• What you will do:
a – In the well flow-control claims, swap "flow control device" for "flow regulator" in the passage starting with "1. A method" and going on through "each pressure change.", and give that passage again.
b – Resume the claims on controlling flow in an oil or gas well, picking up after the last line shown.

• Page excerpt:
++++
1. A method of controlling flow in a bore of an oil or gas well, the method comprising:
providing a control mechanism 20 in the bore, configured to detect a pressure signature
in a fluid in the bore; and
generating a pressure signature in the fluid in the bore and transmitting the pressure
signature to the control mechanism 20 to trigger a change in the configuration of
a flow control device in the bore in response to the detection of the pressure signature
in the fluid;
characterised in that a positive pressure signature effective to trigger the change in configuration of
the flow control device requires a sequence of at least two minimum pressure changes,
each pressure change having a minimum rate of change of pressure, with a measured
time interval between each pressure change.
2. A method as claimed in claim 1, the measured time interval between the pressure changes
in the sequence incorporates a time window comprising a +/- deviation from the endpoint
of the measured time interval, and wherein the pressure change must occur within the
time window for a positive pressure signature to be recognised by the control mechanism
20.
++++
• Record excerpts:
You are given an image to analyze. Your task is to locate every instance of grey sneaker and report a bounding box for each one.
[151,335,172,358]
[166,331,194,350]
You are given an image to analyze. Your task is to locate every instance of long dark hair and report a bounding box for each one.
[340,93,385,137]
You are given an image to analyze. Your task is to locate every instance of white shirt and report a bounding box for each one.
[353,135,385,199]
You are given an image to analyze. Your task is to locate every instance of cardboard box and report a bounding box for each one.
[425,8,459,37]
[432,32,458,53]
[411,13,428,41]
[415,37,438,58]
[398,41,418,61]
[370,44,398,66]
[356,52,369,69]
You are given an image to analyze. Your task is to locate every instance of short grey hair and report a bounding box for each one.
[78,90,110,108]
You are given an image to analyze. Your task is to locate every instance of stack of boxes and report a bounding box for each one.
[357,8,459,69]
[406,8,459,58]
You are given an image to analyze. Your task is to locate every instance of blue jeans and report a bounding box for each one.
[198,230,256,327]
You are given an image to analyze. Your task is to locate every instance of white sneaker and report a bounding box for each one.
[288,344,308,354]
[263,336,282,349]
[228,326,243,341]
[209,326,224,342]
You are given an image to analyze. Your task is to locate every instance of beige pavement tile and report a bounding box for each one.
++++
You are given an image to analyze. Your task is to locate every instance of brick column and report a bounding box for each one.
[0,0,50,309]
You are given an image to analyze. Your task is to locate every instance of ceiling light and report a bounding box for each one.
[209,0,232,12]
++++
• Answers per task:
a –
1. A method of controlling flow in a bore of an oil or gas well, the method comprising:
providing a control mechanism 20 in the bore, configured to detect a pressure signature
in a fluid in the bore; and
generating a pressure signature in the fluid in the bore and transmitting the pressure
signature to the control mechanism 20 to trigger a change in the configuration of
a flow regulator in the bore in response to the detection of the pressure signature
in the fluid;
characterised in that a positive pressure signature effective to trigger the change in configuration of
the flow regulator requires a sequence of at least two minimum pressure changes,
each pressure change having a minimum rate of change of pressure, with a measured
time interval between each pressure change.

b –
3. A method as claimed in claim 1 or claim 2, wherein a positive signature requires several
positive contiguous readings, comprising two or more minimum pressure changes, consistent
in direction and each with the necessary minimum rate of change, occurring within
a measured time interval before the mechanism 20 recognises the pressure changes as
a valid signature to trigger the change in configuration of the flow control device.
4. A method as claimed in any one of claims 1-3, wherein a positive signature requires
a number of pressure spikes each fulfilling the necessary minimum rate of change of
pressure, and having a measured time interval between each spike, each spike having
a minimum sustain of the rate of change over a minimum number of sampled time intervals,
and the repetition of a valid pressure spike within the required measured time interval.
5. A method as claimed in any one of claims 1-4, wherein a spike comprises a minimum
positive rate of change of pressure followed by a decrease in pressure value.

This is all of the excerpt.